Even before he took the oath of office, President Donald Trump made it very clear that it would be the policy of his administration to target transgender people.
On Jan. 9, Judge Danny Reeves of the Eastern District of Kentucky blocked the implementation of a 2024 Biden administration Title IX rule that barred discrimination based on gender identity or sexual orientation, which Trump and his lackeys celebrated. Five days later, House Republicans passed H.R.28, or the so-called “Protection of Women and Girls in Sports Act of 2025,” a cornerstone of the Trump education agenda, which seeks to codify sex as “based solely on a person’s reproductive biology and genetics at birth” in Title IX. At the end of January, the Department of Education released guidance telling schools to enforce Donald Trump’s Title IX rules from 2020 in accordance with the Kentucky ruling.
Just today, the President released an executive order ordering the Department of Justice to update its interpretation of Title IX such that it bars transgender women from competing in sports — a ban that is likely difficult to enforce, and one that steps on the toes of Republican congressional leaders.
Trump’s 2020 Title IX rules limit protections to peoples’ sex assigned at birth, essentially barring trans people who face discrimination based on gender identity from receiving any sort of protection under the law.
The Trump administration has used its power to marginalize transgender people to the point of rejecting the fact of their existence. If the Senate passes the language of H.R.28, legal protections against discrimination for trans students across the country could be in jeopardy, and the situation for trans students — including those on our own campus — could become far more dire than it already is. That is why Princeton must take action to bolster resources and current protections for transgender students outside of Title IX as well as release a statement clearly condemning the legislation.
This should be an issue of particular concern for Princeton — changes to Title IX law intimately concern the inner workings of the University and how it handles conflicts with students and staff. And a framework already exists to fight back: Princeton filed suit in 2017 after the federal government attempted to end DACA, which the University said violated the constitution.
In accordance with the guidance released by the Department of Education last week, Princeton quietly updated its Title IX page, noting that it “will be prepared to modify its policies as required once the status of the [2024 Biden Title IX regulations] issued in April is further clarified.” Thankfully, the University will continue to enforce its current standards on sexual harassment and discrimination. But this statement also hints at the fact that the University is at the whim of the federal government and may indeed change its policy. This is unequivocally bad for transgender Princetonians.
┄┄┄┄┄┄┄┄┄┄
▶ Requirement:
Rewrite the part of the Title IX text that opens with the words "This should be" and closes with "violated the constitution.", replacing "DACA" with "Deferred Action for Childhood Arrivals". Rely only on the text above for this.

▶ Data shown:
┄┄┄┄┄┄┄┄┄┄
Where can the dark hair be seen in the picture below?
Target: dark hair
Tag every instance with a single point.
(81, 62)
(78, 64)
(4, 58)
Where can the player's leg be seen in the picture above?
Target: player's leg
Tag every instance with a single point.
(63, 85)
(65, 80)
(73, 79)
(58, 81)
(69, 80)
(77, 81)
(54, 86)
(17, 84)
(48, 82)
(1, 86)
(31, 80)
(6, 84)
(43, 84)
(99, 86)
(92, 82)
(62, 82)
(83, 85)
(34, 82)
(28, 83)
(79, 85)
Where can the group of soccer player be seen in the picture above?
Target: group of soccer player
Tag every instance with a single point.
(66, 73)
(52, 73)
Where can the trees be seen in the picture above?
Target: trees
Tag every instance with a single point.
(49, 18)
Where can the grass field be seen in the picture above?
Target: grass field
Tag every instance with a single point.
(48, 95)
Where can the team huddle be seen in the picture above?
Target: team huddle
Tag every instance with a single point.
┄┄┄┄┄┄┄┄┄┄
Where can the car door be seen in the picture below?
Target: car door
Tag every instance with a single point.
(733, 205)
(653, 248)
┄┄┄┄┄┄┄┄┄┄
▶ Result of the exercise:
This should be an issue of particular concern for Princeton — changes to Title IX law intimately concern the inner workings of the University and how it handles conflicts with students and staff. And a framework already exists to fight back: Princeton filed suit in 2017 after the federal government attempted to end Deferred Action for Childhood Arrivals, which the University said violated the constitution.